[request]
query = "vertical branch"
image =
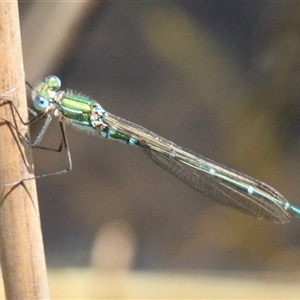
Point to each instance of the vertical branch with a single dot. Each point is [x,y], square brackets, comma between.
[21,247]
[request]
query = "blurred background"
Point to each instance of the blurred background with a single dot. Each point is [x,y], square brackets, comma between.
[220,78]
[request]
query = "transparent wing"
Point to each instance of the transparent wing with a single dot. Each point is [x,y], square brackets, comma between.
[223,185]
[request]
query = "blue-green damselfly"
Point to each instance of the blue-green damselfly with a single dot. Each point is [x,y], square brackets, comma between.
[222,184]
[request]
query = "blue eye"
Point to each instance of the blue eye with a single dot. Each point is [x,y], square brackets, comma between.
[40,102]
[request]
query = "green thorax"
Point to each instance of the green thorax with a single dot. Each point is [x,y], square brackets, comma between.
[77,109]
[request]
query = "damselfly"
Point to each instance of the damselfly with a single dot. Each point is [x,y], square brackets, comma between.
[224,185]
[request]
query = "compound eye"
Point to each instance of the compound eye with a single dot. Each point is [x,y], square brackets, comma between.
[53,82]
[40,102]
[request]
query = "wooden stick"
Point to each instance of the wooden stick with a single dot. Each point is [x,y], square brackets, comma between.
[21,247]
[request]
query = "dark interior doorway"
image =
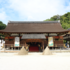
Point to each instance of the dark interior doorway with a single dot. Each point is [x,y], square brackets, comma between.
[34,46]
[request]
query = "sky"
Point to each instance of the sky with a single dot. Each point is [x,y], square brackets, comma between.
[32,10]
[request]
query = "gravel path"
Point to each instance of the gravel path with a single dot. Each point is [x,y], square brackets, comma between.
[34,61]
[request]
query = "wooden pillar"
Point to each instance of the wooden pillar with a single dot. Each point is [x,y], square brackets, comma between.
[43,45]
[25,44]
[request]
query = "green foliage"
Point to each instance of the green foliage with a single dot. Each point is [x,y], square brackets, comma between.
[64,20]
[2,25]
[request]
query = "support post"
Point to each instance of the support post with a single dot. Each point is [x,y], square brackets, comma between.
[43,45]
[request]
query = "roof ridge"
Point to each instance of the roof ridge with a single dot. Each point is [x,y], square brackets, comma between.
[33,22]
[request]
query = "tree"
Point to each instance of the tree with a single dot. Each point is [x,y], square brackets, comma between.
[2,25]
[64,20]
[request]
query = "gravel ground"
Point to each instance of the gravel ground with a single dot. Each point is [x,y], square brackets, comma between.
[35,61]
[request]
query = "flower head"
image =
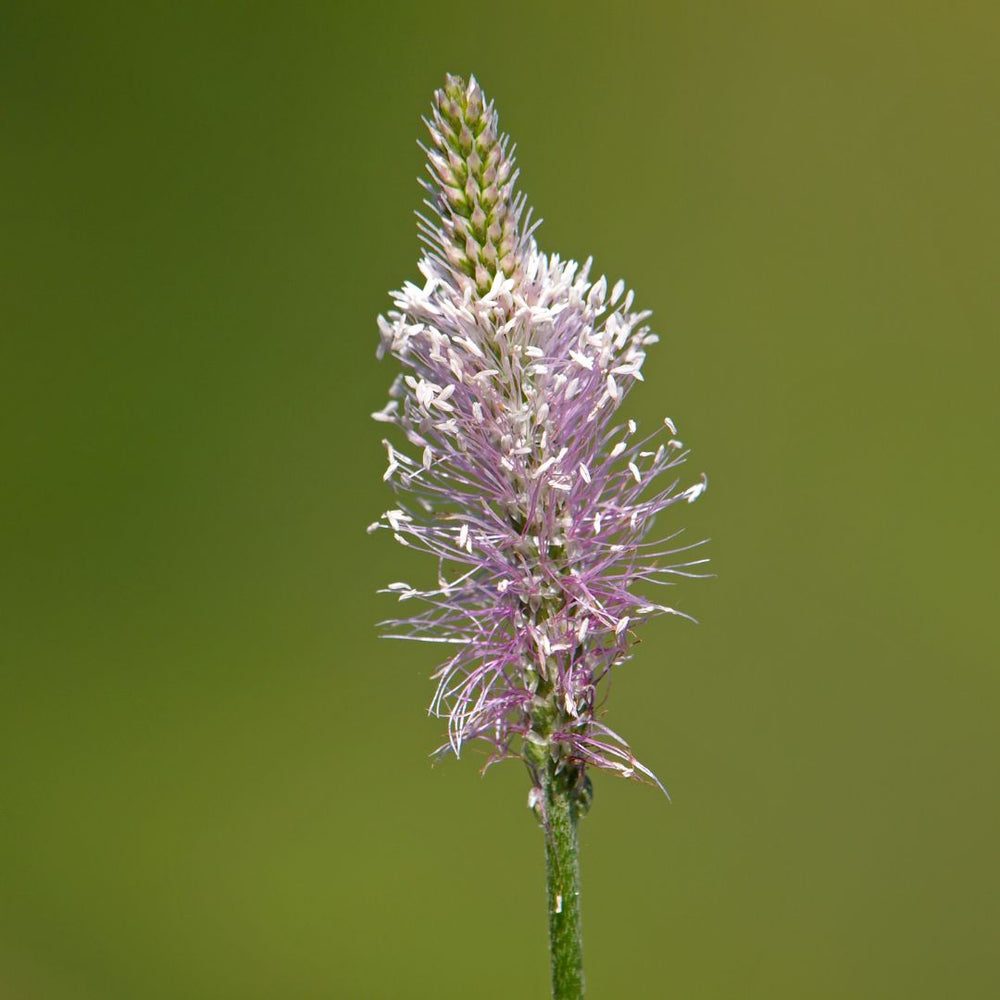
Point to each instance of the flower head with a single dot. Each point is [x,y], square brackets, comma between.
[536,502]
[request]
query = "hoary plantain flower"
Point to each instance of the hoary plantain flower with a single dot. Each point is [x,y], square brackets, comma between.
[518,477]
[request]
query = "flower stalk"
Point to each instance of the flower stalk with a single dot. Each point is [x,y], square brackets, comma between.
[534,499]
[562,809]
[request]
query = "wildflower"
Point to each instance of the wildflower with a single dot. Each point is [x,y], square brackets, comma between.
[535,501]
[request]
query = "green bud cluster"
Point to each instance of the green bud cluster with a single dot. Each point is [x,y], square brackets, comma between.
[472,188]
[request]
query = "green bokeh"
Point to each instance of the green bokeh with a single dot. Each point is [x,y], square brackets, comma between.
[215,780]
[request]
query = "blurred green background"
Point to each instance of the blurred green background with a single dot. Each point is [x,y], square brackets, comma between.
[215,781]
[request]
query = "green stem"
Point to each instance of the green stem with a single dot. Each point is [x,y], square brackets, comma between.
[562,869]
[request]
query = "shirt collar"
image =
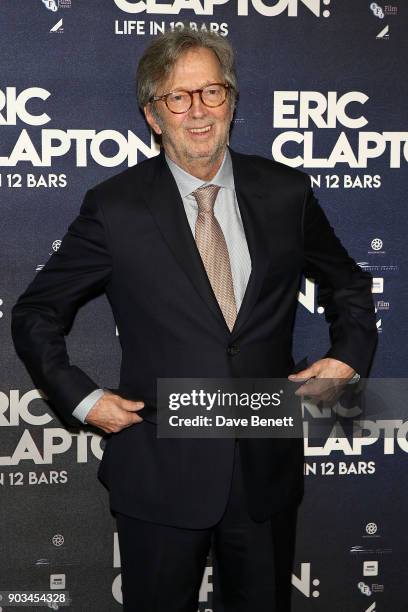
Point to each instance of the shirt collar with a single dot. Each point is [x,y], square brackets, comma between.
[187,183]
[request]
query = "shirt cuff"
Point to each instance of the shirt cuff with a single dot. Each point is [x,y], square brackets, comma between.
[86,404]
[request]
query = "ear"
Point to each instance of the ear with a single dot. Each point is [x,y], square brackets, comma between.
[150,118]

§ **Task objective**
Write out the whole listing exactly, and drop the pictures.

§ **Solution for this task**
[request]
query = "vertical branch"
image =
Point to each instance of the vertical branch with a single dot. Each point is [x,y], square brackets, comma between.
[21,247]
[request]
query = "blurred background"
Point to each instance of the blurred background with a single dot. Each point is [x,y], square brackets, comma between.
[220,78]
[request]
query = "transparent wing"
Point to each instance of the transparent wing with a single dot. Each point is [x,y], square brackets, comma between.
[223,185]
[request]
query = "blue-green damselfly"
Point to each instance of the blue-green damselfly with a single dot. Each point is [x,y], square brackets, comma between.
[222,184]
[request]
query = "blue eye"
Point to each instance of the blue eye with a single dot. Each point is [x,y], square brackets, comma between.
[40,102]
[request]
query = "green thorax"
Point to each instance of the green thorax with a single dot. Each point is [x,y], square brackets, comma between.
[77,109]
[request]
query = "damselfly"
Point to each instance of the damselfly with a single dot. Each point is [x,y], square brackets, comma between.
[224,185]
[request]
query = "compound eye"
Point to each instance of the compound eye with a single dot. Each point is [x,y], square brackets, comma between.
[53,82]
[40,102]
[request]
query = "wooden stick"
Point to each instance of the wooden stick with a single dot. Each point is [x,y], square brackets, comma between.
[21,247]
[request]
query = "dark interior doorway"
image =
Point to each instance of the dark interior doorway with a single dot. Each point is [x,y], square brackets, comma between.
[34,46]
[request]
query = "sky"
Point to each instance of the sky with a single dot. Each point is [x,y], square brackets, comma between.
[32,10]
[request]
query = "gravel path"
Point to each instance of the gravel path with a single dot. Each point is [x,y], square brackets, comma between.
[34,61]
[request]
query = "wooden pillar"
Point to each instance of the wooden pillar with a single dot. Each point is [x,y], square brackets, comma between.
[43,45]
[25,44]
[request]
query = "green foliage"
Point to each instance of the green foliage with a single dot. Each point is [x,y], square brackets, comma between.
[64,20]
[2,25]
[request]
query = "support post"
Point to each instance of the support post with a single dot. Each point is [x,y], square brackets, comma between.
[43,45]
[request]
query = "roof ridge"
Point to each instance of the roof ridge with a single dot. Each point is [x,y], square brackets, comma between.
[33,22]
[request]
query = "tree"
Point to each instance of the tree with a single dot. Each point is [x,y], square brackets, comma between.
[2,25]
[64,20]
[request]
query = "gravel ground"
Point to each instance of the gravel ground with a single dot. Each point is [x,y], square brackets, comma between.
[35,61]
[request]
query = "flower head"
image =
Point to each instance of the flower head with a single dot. Each point is [x,y], square brackets, comma between.
[536,502]
[request]
query = "hoary plantain flower"
Point to each instance of the hoary plantain flower with a single dot. Each point is [x,y], square brackets, comma between.
[518,477]
[request]
query = "flower stalk"
Point to each instance of the flower stalk with a single dot. Each point is [x,y], square brackets, comma between.
[534,499]
[562,809]
[request]
query = "wildflower"
Point to each instance of the wildflower with a single dot. Each point is [x,y], square brackets, comma between.
[535,501]
[request]
query = "green bud cluster"
Point to each instance of the green bud cluster with a single dot. Each point is [x,y], square brackets, comma between.
[472,188]
[request]
query = "green bokeh"
Point to each instance of the green bokeh with a single dot. Each point is [x,y], square brackets, comma between.
[215,780]
[request]
query = "blurred green background"
Point to each instance of the blurred green background with a single dot. Each point is [x,y], square brackets, comma between.
[215,781]
[request]
query = "green stem"
Point to each instance of the green stem with a single dot. Each point is [x,y], square brackets, comma between.
[562,869]
[request]
query = "shirt collar"
image =
Point to each instance of the shirt collar with a single dot. Each point is [x,y], square brackets, comma between.
[187,183]
[request]
query = "shirt cuff"
Point to each instance of the shirt cuff with a single dot. Each point is [x,y], square brackets, comma between.
[86,404]
[request]
query = "ear"
Point to each instance of the ear with a single dot. Each point is [x,y], square brackets, comma between.
[150,118]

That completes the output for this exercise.